ÜBUNGSAUFGABEN >>
- A) Fasse den Textauszug über Buchbinder in zwei Sätzen zusammen.
- B) Beantworte anhand des Textauszugs über Buchbinder die folgenden Fragen:
(i) Welche Besonderheit Buchbinders wird als vielleicht seltenste bezeichnet?
(ii) Welche beiden Werke Wagners werden genannt?
(iii) Welche Meinung Buchbinders zum Bach-Spiel auf dem Steinway wird am Ende angeführt?
- C) Führe den Textauszug über Buchbinder nach seinem letzten Satz weiter.

TEXTAUSZUG >>

Bei der Aufzählung von Buchbinders bemerkenswerten Besonderheiten habe ich die – vielleicht seltenste – vergessen: es ist seine vollkommene Un-Eitelkeit. Dazu muss er sich nicht „zwingen“, das ist keine Sympathie heischende Bescheidenheits-Pose. Sondern er kann nicht anders. Feierliche Aufgeblasenheit, wildes Bedeutungs-Gehabe liegt ihm nicht, widersteht ihm. Sachlich und freundlich gibt er Antwort. Gewiss ließe er auch gerne darüber streiten, ob es wirklich zutreffend ist, zeitgenössische U-Musik, Pop-Musik und traditionelle E-Musik als gleichartige Form der Unterhaltung nebeneinander zu stellen. Natürlich kann es entzückende U-Musik und todlangweilige Symphonien geben. Doch die jeweiligen Qualitäten oder Schwächen haben nichts miteinander zu tun. Große traditionelle Musik nimmt doch die unvergleichliche Geschichte der E-Musik-Sprache, die sich in Jahrhunderten differenziert hat, in sich auf. Bachs h-Moll-Messe bewahrt in sich eine riesige Geschichte der Kirchen-Musik, Beethovens Sonate op. 110 reicht mit Rezitativ und „Johannes-Passion“-Arioso weit zurück, Wagners „Meistersinger“ und sein „Parsifal“ tun es auch. Noch so gelungene Manifestationen effektvoller Film-Musik oder Schlager-Produktion haben völlig andere Qualitäten. Oder nicht? Diskutieren würde ich auch gern über Buchbinders Meinung, wer Bach auf dem Steinway spielt, soll keineswegs versuchen, auf einem modernen Klavier historisch spielen zu wollen.

GESAMMELTES MATERIAL >>
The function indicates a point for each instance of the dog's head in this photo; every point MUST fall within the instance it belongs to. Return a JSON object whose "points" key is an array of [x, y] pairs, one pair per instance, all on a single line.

LÖSUNGEN >>
- A) Der Text hebt Buchbinders vollkommene Un-Eitelkeit hervor, die keine Bescheidenheits-Pose sei, sondern seinem Wesen entspreche, sodass er sachlich und freundlich Antwort gebe. Zugleich wird bezweifelt, dass zeitgenössische U-Musik, Pop-Musik und traditionelle E-Musik als gleichartige Form der Unterhaltung nebeneinanderstehen können, und betont, dass große traditionelle Musik die in Jahrhunderten differenzierte Geschichte der E-Musik-Sprache in sich aufnimmt.

- B)
(i) Seine vollkommene Un-Eitelkeit.
(ii) Die „Meistersinger“ und der „Parsifal“.
(iii) Wer Bach auf dem Steinway spielt, soll keineswegs versuchen, auf einem modernen Klavier historisch spielen zu wollen.

- C)
Letzte Frage: Was steckt eigentlich hinter Buchbinders Scheu, eigene Aufnahmen, nachdem sie sich von ihm abgelöst haben, überhaupt nicht mehr hören zu können, zu wollen? Handelt es sich dabei um nahezu übermenschliche Un-Eitelkeit? Oder fürchtet er gar, sich seiner frei strömenden Kunst zu berauben, wenn er ihr im akustischen Spiegel begegnet?